Piper Autocontrol III Wing Leveller Fault Finding

Recently I had the chance to investigate a Piper Autocontrol III (which is a rebadged Century II) 2-axis autopilot. The unit was installed in a Piper Cherokee and had been placarded “Autopilot inop”. The owner reported that avionics shops considered the unit not worth repairing and offered it to me to look at. I enjoy getting old electronics working (I had just finished restoring a 1947 radio), so I accepted the challenge!

Preliminaries and disclaimers

The regulations on installing and repairing avionics are quite strict in most countries (somewhat less strict in the UK if your aircraft is operated on a Permit To Fly), so don’t treat what follows as an invitation to do-it-yourself. If you have a Century autopilot and you live in the USA then Autopilots Central may be able to perform any necessary repairs.

These old autopilots are nowhere near as sophisticated as modern ones and you should expect them to fail at any time. They are unaware of airspeed. At least one fatal accident in the UK occurred when an old autopilot was used to maintain climb angle after take-off into IMC. The engine suffered a partial power failure, which the pilot didn’t notice in time, and the autopilot trimmed the aircraft into a stall.

So in my opinion these old autopilots should only be used in the en-route phase of flying, and auto-trim (if provided) should be turned off.

Although the following relate to the Century II autopilot and the 1C338 amplifier, the Century III with 1D395 or 1C515 amplifiers works on similar principles. The attitude channel in these amplifiers is similar to the roll channel. The oscillator is common to both channels.

Initial tests in the aircraft

The most basic ground test is to ensure that the AI is aligned at least approximately, engage the autopilot in roll mode, listen for a click as the roll servo engages, check that the yoke becomes stiff to turn, then operate the roll knob and see if the yoke turns as the autopilot attempts to level the wings. For this particular unit, the roll servo did engage but the yoke didn’t turn.

Faults in Century II and III autopilots are typically caused by amplifier faults or by bad connections in the circular connectors in the wiring loom. See my earlier post for more. As the autopilot hadn’t been used for an unknown number of years, I decided to test the amplifier.

This Piper Autocontrol III system has the amplifier built into the control console. It was easily removed and taken to the electronics workbench for investigation.

Visual inspection

The console was labelled as a 1C338. The schematic, parts list and some other details of this unit are included in document 68S54 which is available on the Internet. There are two different schematics shown for the 1C338. The differences between them include the following:

  • The first one uses two non-polar electrolytic capacitors, where the second one uses pairs of back-to-back polarised electrolytic capacitors
  • The PNP transistors in the oscillator circuit driving transformer T1 are MPS6519 transistors in the first but 2N4403 in the second
  • The NPN transistor that drives transformer T2 is MPS6515 in the first one but 2N4410 in the second

This amplifier corresponded to the first schematic. These differences were correlated to the faults that I found, as will be seen later.

§ Task requirements
a - Transcribe the passage of the wing leveller article starting at "Initial tests in" and ending at "workbench for investigation.".
b - In the wing leveller article, which document contains the schematic and parts list for the 1C338?
The records that come next are separate material and have no connection to the wing leveller article.

§ Entries shown

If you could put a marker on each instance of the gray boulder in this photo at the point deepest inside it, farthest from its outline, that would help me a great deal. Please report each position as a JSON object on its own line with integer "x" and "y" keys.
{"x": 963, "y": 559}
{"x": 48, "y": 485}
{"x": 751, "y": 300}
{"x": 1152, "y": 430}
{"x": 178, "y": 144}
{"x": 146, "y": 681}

§ Solution list
a -
Initial tests in the aircraft

The most basic ground test is to ensure that the AI is aligned at least approximately, engage the autopilot in roll mode, listen for a click as the roll servo engages, check that the yoke becomes stiff to turn, then operate the roll knob and see if the yoke turns as the autopilot attempts to level the wings. For this particular unit, the roll servo did engage but the yoke didn’t turn.

Faults in Century II and III autopilots are typically caused by amplifier faults or by bad connections in the circular connectors in the wiring loom. See my earlier post for more. As the autopilot hadn’t been used for an unknown number of years, I decided to test the amplifier.

This Piper Autocontrol III system has the amplifier built into the control console. It was easily removed and taken to the electronics workbench for investigation.

b - Document 68S54